:: Work required ::
Locate every line in the material below that contains the word "blue" and copy each one. Matching is case-sensitive.

:: Material provided ::
---+---
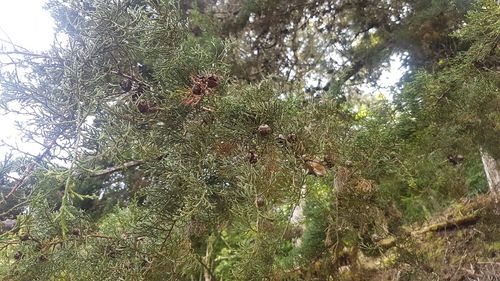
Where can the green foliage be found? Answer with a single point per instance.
(148, 172)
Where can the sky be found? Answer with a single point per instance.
(27, 24)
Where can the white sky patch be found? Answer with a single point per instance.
(26, 24)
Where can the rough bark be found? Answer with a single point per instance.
(492, 172)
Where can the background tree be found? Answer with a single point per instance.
(231, 140)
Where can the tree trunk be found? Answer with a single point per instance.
(492, 172)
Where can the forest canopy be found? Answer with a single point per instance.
(253, 140)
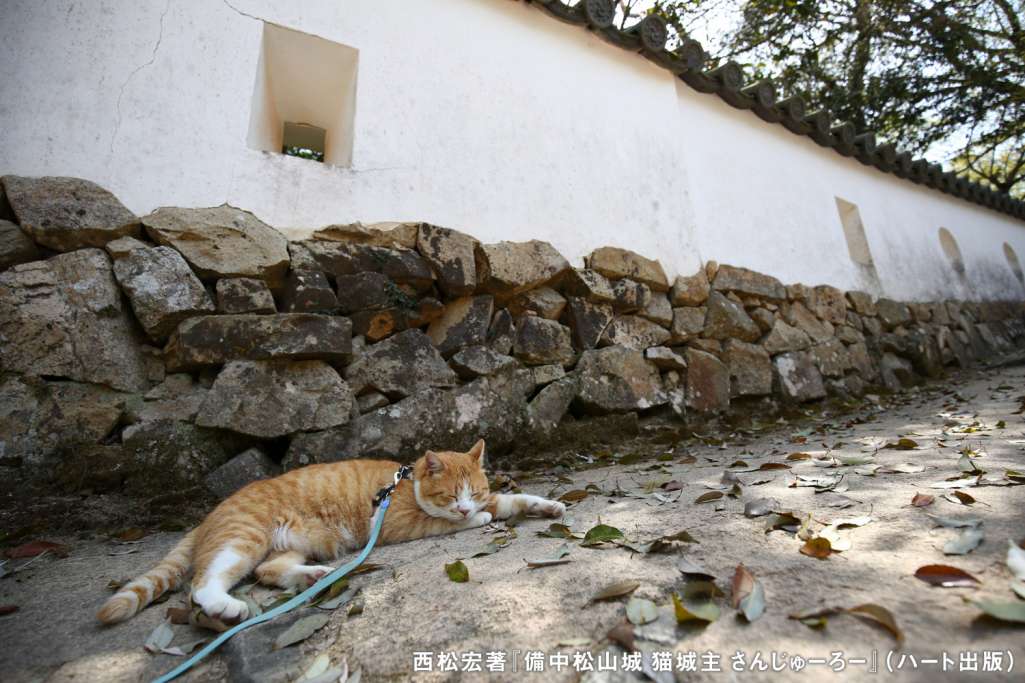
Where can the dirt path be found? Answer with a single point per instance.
(412, 606)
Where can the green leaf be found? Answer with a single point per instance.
(602, 533)
(301, 630)
(640, 610)
(457, 572)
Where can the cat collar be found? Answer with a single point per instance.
(404, 472)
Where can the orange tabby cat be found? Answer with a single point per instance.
(274, 525)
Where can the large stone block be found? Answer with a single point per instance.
(270, 399)
(68, 213)
(162, 289)
(506, 269)
(726, 320)
(615, 264)
(464, 323)
(221, 242)
(796, 377)
(618, 379)
(65, 318)
(451, 255)
(586, 320)
(750, 368)
(242, 295)
(541, 342)
(400, 366)
(15, 246)
(707, 383)
(743, 281)
(690, 291)
(217, 339)
(633, 332)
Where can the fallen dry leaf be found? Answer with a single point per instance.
(945, 575)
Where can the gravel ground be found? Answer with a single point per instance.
(410, 606)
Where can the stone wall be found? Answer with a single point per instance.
(201, 347)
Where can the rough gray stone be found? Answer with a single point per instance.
(543, 302)
(15, 246)
(630, 296)
(633, 332)
(270, 399)
(64, 317)
(743, 281)
(221, 242)
(388, 234)
(589, 285)
(828, 304)
(727, 320)
(162, 289)
(690, 291)
(501, 333)
(217, 339)
(616, 264)
(507, 269)
(400, 366)
(587, 321)
(750, 368)
(707, 383)
(658, 310)
(168, 454)
(665, 358)
(831, 358)
(618, 379)
(541, 342)
(451, 255)
(796, 377)
(546, 409)
(798, 316)
(896, 372)
(68, 213)
(862, 303)
(463, 323)
(893, 314)
(688, 323)
(479, 360)
(123, 246)
(241, 295)
(247, 467)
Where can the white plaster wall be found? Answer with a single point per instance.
(481, 115)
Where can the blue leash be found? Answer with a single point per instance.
(382, 499)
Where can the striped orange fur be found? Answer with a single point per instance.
(273, 527)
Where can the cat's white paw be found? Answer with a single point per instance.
(545, 508)
(311, 573)
(480, 519)
(226, 608)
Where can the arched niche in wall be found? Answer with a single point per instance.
(951, 250)
(1016, 266)
(857, 242)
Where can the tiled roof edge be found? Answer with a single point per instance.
(648, 37)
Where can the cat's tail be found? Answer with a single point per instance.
(139, 592)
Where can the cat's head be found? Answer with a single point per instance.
(451, 485)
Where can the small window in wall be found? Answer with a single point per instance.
(304, 97)
(951, 250)
(1013, 262)
(303, 141)
(854, 231)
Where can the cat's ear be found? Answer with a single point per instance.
(434, 461)
(477, 452)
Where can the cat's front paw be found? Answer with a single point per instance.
(480, 519)
(545, 508)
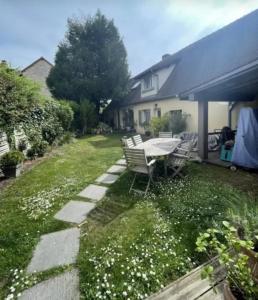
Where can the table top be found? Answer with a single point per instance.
(159, 146)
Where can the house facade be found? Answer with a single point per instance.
(38, 71)
(160, 89)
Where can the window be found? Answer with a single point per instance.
(175, 113)
(147, 82)
(158, 112)
(144, 117)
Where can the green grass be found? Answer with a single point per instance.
(174, 208)
(58, 180)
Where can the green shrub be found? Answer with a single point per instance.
(159, 124)
(65, 114)
(11, 159)
(18, 97)
(40, 148)
(22, 145)
(31, 153)
(177, 122)
(66, 138)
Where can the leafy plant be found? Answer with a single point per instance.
(177, 122)
(22, 145)
(228, 246)
(90, 63)
(40, 148)
(11, 159)
(159, 124)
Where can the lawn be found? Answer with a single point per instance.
(130, 246)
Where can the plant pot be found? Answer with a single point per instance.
(12, 171)
(227, 293)
(252, 262)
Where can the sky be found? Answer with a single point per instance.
(30, 29)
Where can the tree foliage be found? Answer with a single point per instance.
(90, 63)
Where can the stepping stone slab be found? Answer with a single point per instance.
(121, 162)
(116, 169)
(55, 249)
(94, 192)
(107, 178)
(64, 286)
(74, 211)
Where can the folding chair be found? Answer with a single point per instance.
(129, 143)
(165, 134)
(137, 139)
(137, 163)
(177, 160)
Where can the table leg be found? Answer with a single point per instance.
(165, 167)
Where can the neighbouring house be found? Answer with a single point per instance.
(167, 87)
(38, 71)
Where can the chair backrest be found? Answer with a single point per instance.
(135, 157)
(185, 148)
(137, 139)
(129, 143)
(165, 134)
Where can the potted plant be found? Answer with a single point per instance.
(225, 243)
(247, 229)
(11, 163)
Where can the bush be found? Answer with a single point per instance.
(40, 148)
(66, 138)
(37, 149)
(103, 128)
(22, 145)
(11, 159)
(177, 123)
(18, 96)
(65, 114)
(159, 124)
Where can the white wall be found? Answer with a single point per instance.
(158, 79)
(218, 113)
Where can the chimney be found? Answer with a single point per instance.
(165, 56)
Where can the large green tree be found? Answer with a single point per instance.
(91, 63)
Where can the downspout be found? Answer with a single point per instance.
(231, 106)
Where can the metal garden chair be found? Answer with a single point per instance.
(163, 134)
(137, 162)
(129, 143)
(177, 160)
(137, 139)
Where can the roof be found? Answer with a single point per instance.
(35, 62)
(218, 54)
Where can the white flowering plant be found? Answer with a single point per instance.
(137, 258)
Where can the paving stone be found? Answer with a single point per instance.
(121, 162)
(64, 286)
(116, 169)
(74, 211)
(55, 249)
(94, 192)
(107, 178)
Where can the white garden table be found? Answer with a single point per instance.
(159, 147)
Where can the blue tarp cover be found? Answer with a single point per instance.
(245, 151)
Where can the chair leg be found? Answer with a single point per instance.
(177, 172)
(147, 188)
(132, 183)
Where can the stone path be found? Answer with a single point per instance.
(61, 247)
(61, 287)
(107, 178)
(116, 169)
(55, 249)
(75, 211)
(94, 192)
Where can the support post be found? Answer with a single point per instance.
(203, 129)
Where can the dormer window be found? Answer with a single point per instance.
(147, 82)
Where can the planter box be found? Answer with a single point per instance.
(13, 171)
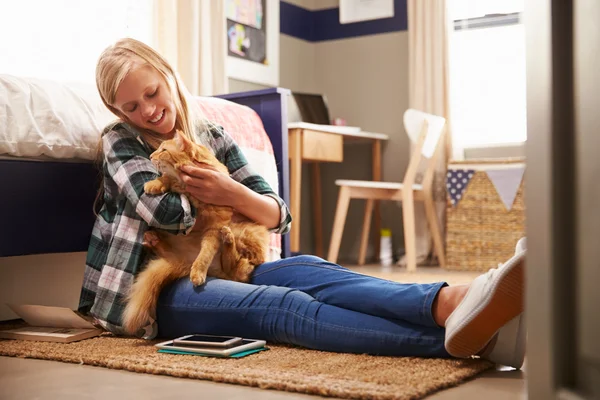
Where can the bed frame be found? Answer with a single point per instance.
(46, 207)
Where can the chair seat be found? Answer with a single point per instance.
(375, 185)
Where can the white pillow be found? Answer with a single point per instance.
(46, 118)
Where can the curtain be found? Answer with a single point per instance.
(191, 35)
(428, 35)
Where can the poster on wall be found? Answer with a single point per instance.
(365, 10)
(253, 40)
(246, 33)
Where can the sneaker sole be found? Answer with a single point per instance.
(504, 303)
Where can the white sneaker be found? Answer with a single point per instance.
(493, 300)
(508, 345)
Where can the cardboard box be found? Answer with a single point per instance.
(50, 324)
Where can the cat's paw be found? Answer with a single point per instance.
(198, 278)
(151, 239)
(226, 235)
(155, 187)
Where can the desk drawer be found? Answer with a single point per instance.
(320, 146)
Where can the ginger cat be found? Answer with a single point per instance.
(222, 248)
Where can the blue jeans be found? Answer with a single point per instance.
(309, 302)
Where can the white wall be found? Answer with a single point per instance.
(365, 80)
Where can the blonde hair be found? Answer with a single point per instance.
(119, 59)
(116, 62)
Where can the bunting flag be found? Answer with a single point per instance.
(507, 182)
(457, 181)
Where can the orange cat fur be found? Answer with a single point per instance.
(222, 248)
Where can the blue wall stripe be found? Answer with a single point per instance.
(321, 25)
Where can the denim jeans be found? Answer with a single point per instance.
(309, 302)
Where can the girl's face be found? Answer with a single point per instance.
(145, 100)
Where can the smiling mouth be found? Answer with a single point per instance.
(158, 119)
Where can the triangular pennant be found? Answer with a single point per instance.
(457, 181)
(507, 182)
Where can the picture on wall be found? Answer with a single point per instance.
(246, 30)
(253, 41)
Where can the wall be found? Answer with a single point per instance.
(366, 82)
(365, 79)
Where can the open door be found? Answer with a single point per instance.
(563, 198)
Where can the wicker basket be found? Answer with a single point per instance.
(481, 233)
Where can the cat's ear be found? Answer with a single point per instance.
(181, 141)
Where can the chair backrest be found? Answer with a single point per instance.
(425, 132)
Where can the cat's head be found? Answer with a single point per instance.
(179, 151)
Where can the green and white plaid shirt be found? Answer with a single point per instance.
(115, 255)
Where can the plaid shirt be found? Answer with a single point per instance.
(115, 254)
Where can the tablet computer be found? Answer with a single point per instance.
(244, 345)
(207, 340)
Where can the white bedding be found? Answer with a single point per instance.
(50, 119)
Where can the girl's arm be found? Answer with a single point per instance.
(214, 187)
(244, 190)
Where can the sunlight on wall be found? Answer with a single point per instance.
(62, 39)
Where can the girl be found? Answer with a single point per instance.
(301, 300)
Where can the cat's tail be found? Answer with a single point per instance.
(143, 295)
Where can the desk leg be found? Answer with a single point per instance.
(377, 177)
(318, 220)
(295, 152)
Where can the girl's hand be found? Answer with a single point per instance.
(210, 186)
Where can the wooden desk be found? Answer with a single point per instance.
(323, 143)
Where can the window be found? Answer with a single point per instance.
(62, 39)
(487, 72)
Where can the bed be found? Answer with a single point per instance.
(46, 204)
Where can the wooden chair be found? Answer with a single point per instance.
(425, 130)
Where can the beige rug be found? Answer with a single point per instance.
(285, 368)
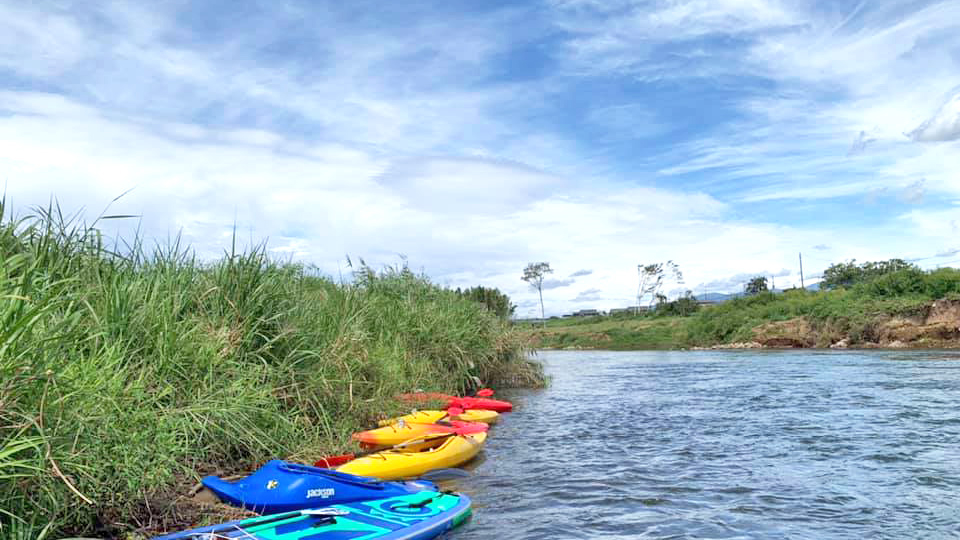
---+---
:: Final answer ::
Where can the blue leash be found? Answer with a single point per instance.
Where can the blue tarp cover be found? Answer with a single point per instance.
Where can the blue jeans be found? Answer with a single point per instance.
Where can the blue wall stripe be found? Answer with a single point per instance.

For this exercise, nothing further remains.